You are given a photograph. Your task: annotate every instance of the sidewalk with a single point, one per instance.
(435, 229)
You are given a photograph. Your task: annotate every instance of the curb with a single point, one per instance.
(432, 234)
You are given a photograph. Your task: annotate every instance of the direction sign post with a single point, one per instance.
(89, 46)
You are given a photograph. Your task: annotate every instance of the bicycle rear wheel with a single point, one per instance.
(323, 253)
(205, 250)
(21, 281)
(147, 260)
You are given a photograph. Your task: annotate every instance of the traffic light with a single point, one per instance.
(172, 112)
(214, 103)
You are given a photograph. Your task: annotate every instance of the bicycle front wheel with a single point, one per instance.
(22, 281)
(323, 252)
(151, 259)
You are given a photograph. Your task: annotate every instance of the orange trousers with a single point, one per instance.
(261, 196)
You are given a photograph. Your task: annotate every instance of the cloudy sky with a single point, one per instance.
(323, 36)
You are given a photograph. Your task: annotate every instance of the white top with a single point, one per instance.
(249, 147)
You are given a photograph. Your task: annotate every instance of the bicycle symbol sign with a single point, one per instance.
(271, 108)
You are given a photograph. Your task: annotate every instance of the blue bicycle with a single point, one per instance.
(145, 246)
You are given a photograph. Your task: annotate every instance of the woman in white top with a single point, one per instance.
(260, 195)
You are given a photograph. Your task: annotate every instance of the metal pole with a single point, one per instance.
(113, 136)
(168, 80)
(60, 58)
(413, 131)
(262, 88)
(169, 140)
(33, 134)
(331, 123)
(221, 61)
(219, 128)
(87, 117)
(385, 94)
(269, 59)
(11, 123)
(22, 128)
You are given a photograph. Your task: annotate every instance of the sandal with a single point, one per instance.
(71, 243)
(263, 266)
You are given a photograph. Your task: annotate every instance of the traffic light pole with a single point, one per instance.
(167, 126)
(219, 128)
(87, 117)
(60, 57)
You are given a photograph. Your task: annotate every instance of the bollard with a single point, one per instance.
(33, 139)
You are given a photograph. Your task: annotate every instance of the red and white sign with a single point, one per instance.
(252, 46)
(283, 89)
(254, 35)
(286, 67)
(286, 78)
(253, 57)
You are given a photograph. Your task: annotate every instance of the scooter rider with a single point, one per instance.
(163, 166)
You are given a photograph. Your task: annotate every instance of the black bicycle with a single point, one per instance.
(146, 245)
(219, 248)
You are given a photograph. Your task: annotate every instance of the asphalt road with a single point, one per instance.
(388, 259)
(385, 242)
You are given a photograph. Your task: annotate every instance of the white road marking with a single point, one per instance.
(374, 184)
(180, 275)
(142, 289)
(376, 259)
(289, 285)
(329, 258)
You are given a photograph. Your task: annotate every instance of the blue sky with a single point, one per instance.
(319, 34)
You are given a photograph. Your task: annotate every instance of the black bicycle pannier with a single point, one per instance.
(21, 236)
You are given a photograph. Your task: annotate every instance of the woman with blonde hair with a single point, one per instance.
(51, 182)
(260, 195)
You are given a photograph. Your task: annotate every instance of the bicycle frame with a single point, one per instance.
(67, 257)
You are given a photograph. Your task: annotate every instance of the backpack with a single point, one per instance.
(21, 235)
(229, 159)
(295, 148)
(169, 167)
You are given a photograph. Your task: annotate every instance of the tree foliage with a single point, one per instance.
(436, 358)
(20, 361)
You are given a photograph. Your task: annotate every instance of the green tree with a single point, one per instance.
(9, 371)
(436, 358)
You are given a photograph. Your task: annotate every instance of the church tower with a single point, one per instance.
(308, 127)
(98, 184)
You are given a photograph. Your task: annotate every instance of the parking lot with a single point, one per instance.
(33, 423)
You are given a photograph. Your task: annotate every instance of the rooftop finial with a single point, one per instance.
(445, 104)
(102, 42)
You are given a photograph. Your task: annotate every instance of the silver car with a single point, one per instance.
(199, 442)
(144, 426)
....
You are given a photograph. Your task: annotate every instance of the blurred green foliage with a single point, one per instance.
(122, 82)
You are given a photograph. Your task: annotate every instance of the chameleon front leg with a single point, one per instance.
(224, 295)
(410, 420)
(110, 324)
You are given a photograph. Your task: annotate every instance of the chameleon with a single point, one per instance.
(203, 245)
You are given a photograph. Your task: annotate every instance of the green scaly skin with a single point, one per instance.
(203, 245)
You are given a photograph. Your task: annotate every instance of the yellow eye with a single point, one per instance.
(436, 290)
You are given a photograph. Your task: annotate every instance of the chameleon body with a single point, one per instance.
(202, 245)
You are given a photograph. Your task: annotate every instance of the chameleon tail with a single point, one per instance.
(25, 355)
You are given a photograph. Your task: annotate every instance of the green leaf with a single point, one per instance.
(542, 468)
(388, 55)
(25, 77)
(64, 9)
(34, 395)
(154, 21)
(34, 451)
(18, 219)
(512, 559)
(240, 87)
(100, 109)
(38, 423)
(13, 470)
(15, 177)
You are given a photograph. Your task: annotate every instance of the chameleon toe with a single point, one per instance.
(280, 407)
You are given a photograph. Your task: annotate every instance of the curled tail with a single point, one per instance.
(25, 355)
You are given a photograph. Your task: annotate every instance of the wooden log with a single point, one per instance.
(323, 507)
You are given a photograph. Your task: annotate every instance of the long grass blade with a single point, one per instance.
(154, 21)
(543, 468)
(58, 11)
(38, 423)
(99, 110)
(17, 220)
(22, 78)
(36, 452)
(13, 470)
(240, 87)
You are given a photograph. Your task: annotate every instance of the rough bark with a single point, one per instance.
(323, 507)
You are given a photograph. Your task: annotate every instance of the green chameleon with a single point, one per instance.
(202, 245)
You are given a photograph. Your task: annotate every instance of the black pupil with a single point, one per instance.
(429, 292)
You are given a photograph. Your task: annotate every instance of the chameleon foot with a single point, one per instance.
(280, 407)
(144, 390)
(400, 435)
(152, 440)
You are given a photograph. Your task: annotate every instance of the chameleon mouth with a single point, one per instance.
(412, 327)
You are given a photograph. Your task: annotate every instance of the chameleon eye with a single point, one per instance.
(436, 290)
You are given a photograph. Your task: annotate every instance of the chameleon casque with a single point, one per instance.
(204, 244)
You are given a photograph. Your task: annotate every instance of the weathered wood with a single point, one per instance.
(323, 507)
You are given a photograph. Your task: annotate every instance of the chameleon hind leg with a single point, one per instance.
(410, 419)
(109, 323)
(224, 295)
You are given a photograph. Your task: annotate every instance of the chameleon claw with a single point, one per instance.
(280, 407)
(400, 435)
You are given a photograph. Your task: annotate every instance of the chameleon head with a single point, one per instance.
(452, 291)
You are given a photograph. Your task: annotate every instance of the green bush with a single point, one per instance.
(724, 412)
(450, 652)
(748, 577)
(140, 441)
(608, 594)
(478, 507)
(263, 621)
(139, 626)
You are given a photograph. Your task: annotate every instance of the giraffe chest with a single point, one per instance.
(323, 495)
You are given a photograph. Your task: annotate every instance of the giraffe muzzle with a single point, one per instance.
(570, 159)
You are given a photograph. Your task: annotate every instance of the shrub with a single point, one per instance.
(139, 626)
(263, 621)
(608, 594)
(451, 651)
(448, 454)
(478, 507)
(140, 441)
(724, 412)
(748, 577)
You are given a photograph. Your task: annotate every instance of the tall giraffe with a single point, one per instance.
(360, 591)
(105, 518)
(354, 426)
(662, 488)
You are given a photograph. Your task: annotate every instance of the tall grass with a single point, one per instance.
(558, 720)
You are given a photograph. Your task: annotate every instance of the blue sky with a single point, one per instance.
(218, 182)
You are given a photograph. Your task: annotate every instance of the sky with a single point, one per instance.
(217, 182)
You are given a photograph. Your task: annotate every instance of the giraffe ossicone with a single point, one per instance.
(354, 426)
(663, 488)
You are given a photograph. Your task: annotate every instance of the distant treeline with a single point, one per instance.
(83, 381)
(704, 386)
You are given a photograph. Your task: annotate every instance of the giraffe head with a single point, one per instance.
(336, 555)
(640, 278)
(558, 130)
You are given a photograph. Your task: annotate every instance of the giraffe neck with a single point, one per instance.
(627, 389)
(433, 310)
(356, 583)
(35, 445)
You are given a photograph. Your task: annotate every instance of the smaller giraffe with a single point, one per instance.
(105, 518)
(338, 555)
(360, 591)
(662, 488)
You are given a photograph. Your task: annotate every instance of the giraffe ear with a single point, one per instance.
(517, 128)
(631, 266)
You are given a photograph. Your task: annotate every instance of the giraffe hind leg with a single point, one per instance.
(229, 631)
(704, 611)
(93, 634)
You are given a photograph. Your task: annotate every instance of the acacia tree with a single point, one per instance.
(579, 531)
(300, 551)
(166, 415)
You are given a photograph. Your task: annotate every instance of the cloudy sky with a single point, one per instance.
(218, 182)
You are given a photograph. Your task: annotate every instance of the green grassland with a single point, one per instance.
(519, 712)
....
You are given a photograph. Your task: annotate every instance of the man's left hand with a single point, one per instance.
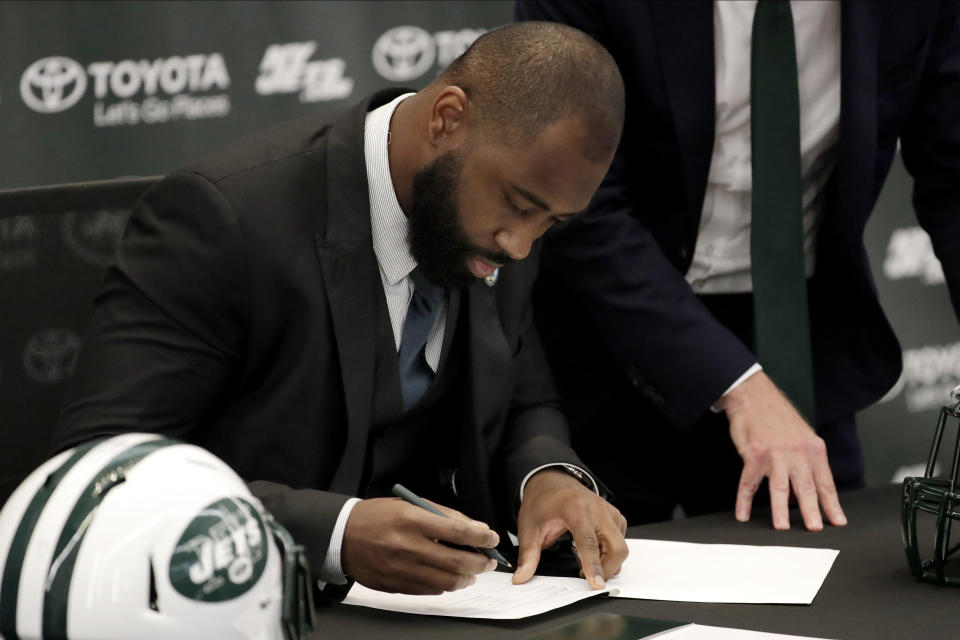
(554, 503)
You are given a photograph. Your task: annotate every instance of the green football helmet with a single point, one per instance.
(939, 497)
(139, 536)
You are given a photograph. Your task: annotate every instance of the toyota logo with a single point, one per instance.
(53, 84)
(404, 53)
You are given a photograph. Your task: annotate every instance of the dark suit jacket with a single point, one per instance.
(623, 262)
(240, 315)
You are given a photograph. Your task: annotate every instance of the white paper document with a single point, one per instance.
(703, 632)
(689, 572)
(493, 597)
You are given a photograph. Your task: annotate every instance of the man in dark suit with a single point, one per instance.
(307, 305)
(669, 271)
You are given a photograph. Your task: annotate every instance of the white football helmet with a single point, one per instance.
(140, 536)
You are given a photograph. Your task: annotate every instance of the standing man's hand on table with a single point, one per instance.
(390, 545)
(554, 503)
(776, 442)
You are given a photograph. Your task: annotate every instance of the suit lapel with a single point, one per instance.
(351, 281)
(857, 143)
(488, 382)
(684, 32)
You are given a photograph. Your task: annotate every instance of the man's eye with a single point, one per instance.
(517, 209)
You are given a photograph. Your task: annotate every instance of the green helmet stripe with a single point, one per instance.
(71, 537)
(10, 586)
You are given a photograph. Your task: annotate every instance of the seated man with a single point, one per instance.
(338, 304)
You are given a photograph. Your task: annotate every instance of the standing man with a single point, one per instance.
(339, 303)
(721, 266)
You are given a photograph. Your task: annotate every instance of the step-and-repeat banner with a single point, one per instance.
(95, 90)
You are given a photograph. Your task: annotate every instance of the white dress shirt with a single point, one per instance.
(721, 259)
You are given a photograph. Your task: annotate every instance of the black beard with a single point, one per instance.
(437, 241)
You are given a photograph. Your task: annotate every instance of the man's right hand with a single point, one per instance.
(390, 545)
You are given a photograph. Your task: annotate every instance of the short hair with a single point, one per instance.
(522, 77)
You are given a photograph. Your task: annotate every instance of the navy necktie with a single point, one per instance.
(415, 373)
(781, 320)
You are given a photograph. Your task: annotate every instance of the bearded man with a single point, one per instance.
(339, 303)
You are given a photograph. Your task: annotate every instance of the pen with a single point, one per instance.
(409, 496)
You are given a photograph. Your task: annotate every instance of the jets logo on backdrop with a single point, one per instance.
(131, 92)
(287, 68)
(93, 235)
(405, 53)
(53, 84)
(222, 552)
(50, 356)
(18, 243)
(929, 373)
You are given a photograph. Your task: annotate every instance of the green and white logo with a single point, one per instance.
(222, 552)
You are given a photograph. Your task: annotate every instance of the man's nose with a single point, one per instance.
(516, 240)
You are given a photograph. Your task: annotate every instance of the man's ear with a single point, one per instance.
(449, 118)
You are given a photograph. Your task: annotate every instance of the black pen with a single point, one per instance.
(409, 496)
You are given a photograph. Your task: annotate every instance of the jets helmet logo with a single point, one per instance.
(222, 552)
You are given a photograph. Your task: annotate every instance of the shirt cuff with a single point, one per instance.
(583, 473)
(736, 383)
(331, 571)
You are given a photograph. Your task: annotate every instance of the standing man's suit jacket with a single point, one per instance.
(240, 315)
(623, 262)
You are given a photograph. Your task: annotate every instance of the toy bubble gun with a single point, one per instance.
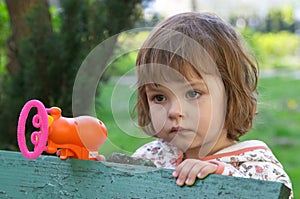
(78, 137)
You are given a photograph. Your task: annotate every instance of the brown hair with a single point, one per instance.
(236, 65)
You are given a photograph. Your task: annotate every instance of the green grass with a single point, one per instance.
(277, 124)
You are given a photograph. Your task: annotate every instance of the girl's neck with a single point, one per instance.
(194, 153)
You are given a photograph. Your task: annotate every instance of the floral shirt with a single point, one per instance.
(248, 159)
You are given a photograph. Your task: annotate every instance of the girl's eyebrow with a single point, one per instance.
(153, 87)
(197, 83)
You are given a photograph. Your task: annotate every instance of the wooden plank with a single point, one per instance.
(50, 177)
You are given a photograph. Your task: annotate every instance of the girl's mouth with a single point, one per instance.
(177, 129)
....
TO DO :: Gather every line above that contains the word "shirt" and copy each one in full.

ANSWER BELOW ::
You are given a photograph. Your task: annotate every instance of the white dress shirt with a single point, one per instance.
You are given a photograph. Your task: annotate every instance of the shirt cuff with a single point, one per instance.
You are given a photograph. Your task: annotate every instance of the floral shirt with a single point, one per instance.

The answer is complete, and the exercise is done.